DIRECTIVES:
A. Answer these questions about the text on putting the Word of God into practice:
(i) Who baptized Augustine, and in what year?
(ii) According to the text, what are you constructing if you listen to the Word and fail to act on it?
(iii) What reason does the text give for the wise man's house not collapsing?
B. Pick up the text on putting the Word of God into practice at its final sentence and write what comes next.

Put The Word Of God Into Practice
Augustine was born in north Africa to a pagan Roman father and a Christian Berber mother. He spent his youth in Carthage as a true pagan and then journeyed to Rome to pursue his education. In his Confessions, he describes his time in a heretical sect and how he then came to Christ by the grace of God and the preaching of Bishop Ambrose of Milan, who baptized him in 386. Having renounced his pagan ways, Augustine soon returned to Africa and, as Bishop of Hippo, won renown as one of early Church's greatest theologians.
Let me tell you plainly that you are suffering from an illusion if you have hastened to hear the Word without the intention of putting into practice what you hear. Try to realize that if it is a good thing to hear the Word, it is much better to put it into practice. If you do not listen to it, you neglect hearing it and you will not build anything. If you listen to it and fail to act accordingly, you will be constructing a ruin.
In this regard, the Lord makes a suggestion by means of a very exact comparison. He tells us: Anyone who hears my words and puts them into practice is like the wise man who built his house on a rock. When the rainy season set in, the torrents came and the winds blew and buffeted the house. It did not collapse. Why did it not collapse? Because it had been solidly set on rock. Hence, to listen and to put into practice is to build on rock. And by the mere fact of listening we are already in the process of building.

RECORDS SUPPLIED:
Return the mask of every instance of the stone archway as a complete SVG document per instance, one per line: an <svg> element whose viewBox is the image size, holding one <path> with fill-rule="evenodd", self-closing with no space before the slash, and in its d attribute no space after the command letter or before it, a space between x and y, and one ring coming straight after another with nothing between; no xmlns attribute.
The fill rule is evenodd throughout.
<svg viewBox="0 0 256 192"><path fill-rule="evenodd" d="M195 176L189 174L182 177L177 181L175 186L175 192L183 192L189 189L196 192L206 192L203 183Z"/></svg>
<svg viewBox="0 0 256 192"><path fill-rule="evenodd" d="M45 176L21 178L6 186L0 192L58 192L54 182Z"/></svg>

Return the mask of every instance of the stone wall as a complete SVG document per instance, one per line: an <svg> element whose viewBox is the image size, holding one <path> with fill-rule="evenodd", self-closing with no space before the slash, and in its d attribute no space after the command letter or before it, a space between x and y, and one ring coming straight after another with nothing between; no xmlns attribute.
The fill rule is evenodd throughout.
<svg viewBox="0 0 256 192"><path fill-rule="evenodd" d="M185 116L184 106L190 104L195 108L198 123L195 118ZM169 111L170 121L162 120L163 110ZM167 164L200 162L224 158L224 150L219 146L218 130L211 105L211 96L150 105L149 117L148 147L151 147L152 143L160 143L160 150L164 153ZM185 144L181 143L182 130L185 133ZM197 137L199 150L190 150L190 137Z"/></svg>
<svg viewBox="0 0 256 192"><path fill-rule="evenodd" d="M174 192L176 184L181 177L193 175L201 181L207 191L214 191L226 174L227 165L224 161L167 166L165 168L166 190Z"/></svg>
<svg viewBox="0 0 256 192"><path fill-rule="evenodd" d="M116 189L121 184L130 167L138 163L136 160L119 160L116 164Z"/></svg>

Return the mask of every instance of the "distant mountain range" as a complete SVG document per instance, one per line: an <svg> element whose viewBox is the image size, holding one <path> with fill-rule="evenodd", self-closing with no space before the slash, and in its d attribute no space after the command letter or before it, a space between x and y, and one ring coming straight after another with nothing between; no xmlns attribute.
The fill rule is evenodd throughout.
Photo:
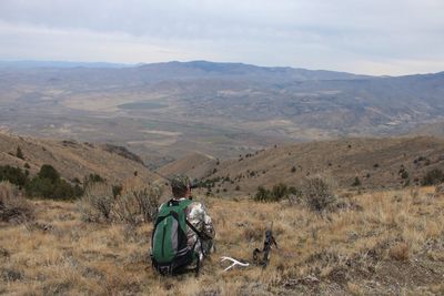
<svg viewBox="0 0 444 296"><path fill-rule="evenodd" d="M20 63L28 67L0 67L0 127L129 145L148 163L190 152L224 157L274 143L405 134L444 122L444 72Z"/></svg>
<svg viewBox="0 0 444 296"><path fill-rule="evenodd" d="M32 68L127 68L123 63L108 62L69 62L69 61L0 61L0 68L32 69Z"/></svg>

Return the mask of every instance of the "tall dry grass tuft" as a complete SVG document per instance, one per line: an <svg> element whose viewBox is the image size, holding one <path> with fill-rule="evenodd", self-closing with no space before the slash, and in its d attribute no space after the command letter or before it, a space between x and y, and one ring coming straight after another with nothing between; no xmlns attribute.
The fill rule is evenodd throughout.
<svg viewBox="0 0 444 296"><path fill-rule="evenodd" d="M322 213L336 201L334 188L335 182L332 178L322 175L307 176L302 185L302 195L311 211Z"/></svg>
<svg viewBox="0 0 444 296"><path fill-rule="evenodd" d="M32 217L32 206L19 188L9 182L0 182L0 221L21 223Z"/></svg>

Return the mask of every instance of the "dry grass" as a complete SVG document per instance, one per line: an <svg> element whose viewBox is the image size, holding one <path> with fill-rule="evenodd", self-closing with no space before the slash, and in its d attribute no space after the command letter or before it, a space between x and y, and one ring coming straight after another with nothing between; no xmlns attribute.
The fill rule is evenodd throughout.
<svg viewBox="0 0 444 296"><path fill-rule="evenodd" d="M0 222L21 223L32 218L32 208L21 192L9 182L0 182Z"/></svg>
<svg viewBox="0 0 444 296"><path fill-rule="evenodd" d="M151 225L84 223L73 204L34 202L33 223L0 226L0 294L440 294L444 198L433 191L353 196L362 210L324 216L302 205L205 197L218 233L216 253L198 278L153 273ZM251 262L270 222L279 244L270 266L224 273L219 257Z"/></svg>

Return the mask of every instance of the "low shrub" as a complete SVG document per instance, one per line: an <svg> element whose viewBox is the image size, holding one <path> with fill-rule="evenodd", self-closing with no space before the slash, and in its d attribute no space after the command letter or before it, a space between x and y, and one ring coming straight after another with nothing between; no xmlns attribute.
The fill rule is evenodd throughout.
<svg viewBox="0 0 444 296"><path fill-rule="evenodd" d="M421 184L423 186L430 186L430 185L437 185L443 182L444 182L443 171L441 171L440 169L434 169L424 175L423 180L421 181Z"/></svg>

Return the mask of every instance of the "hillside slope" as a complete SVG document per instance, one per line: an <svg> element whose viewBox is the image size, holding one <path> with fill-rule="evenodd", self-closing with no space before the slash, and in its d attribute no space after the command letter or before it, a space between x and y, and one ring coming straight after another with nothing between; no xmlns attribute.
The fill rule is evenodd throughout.
<svg viewBox="0 0 444 296"><path fill-rule="evenodd" d="M158 172L165 176L186 174L191 178L203 178L213 172L219 160L210 155L192 153L160 167Z"/></svg>
<svg viewBox="0 0 444 296"><path fill-rule="evenodd" d="M23 153L23 160L16 156L18 147ZM121 182L133 176L134 172L145 181L158 178L143 164L122 156L121 151L118 151L119 154L110 151L110 146L91 143L0 133L0 165L9 164L23 169L28 164L31 175L36 174L42 164L50 164L69 181L75 177L83 180L85 175L93 173L109 181Z"/></svg>
<svg viewBox="0 0 444 296"><path fill-rule="evenodd" d="M341 187L357 176L362 187L417 184L433 169L444 170L444 140L435 137L349 139L284 145L239 155L213 166L206 178L219 192L253 194L258 186L297 185L313 174L330 175ZM194 169L195 170L195 169ZM225 181L223 181L225 178Z"/></svg>

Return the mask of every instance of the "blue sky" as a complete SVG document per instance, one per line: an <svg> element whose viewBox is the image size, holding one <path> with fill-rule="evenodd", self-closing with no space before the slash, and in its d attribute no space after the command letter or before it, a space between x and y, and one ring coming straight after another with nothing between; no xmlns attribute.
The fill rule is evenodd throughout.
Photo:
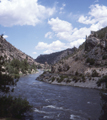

RESULTS FOR EACH TASK:
A.
(i) Bishop Ambrose of Milan, in 386.
(ii) A ruin.
(iii) It had been solidly set on rock.

B.
Anyone, our Lord continues, who hears my words but does not put them into practice is like the foolish man who built also. But what did the foolish build? That one also built a house. But because the foolish man did not put into practice what was heard, this did not do any good, for the house was built on sandy ground. One then builds on sandy ground who listens but fails to act. And one builds on rock who listens and puts into practice. But whoever refuses to listen builds neither on sandy ground nor on rock. And note what follows: The rains fell, the torrents came, the winds blew and lashed the house. It collapsed under all this and was completely ruined.
Someone might say to me: "What is the use of listening if there is no intention of acting upon what one hears? For if I listen without putting into practice I shall construct a ruin. Is it not safer to refrain from listening to anything?"
The Lord does not want to consider this attitude in his comparison, but he has given us what is necessary to determine its value. In this world, there are constant rains, winds, torrents If you build neither on rock nor on sand since you refuse to listen, it means you will be without any protection. Rain comes, torrents come: will you then be secure when you are carried away for want of a shelter? Reflect carefully, therefore, on the decision you will make. You will not be secure -- as you might imagine you are -- because you have failed to listen. Being without protection and having no shelter of any sort, you will, of necessity, be cast down, carried away, submerged. If it is a bad thing to build on sand, it is just as bad not to build anything.
So we can conclude that there is nothing better than to build on rock. It is bad to refuse to listen and it is just as bad to listen but refuse to act. Put the Word into practice. Be not satisfied with merely listening; that would be to become a victim of illusion.
Augustine of Hippo (354-430)
who caused all holy Scriptures to be written for our learning:
Grant us so to hear them, read, mark, learn, and inwardly digest them,
that we may embrace and ever hold fast the blessed hope of everlasting life,
which you have given us in our Savior Jesus Christ;
who lives and reigns with you and the Holy Spirit,
one God, for ever and ever.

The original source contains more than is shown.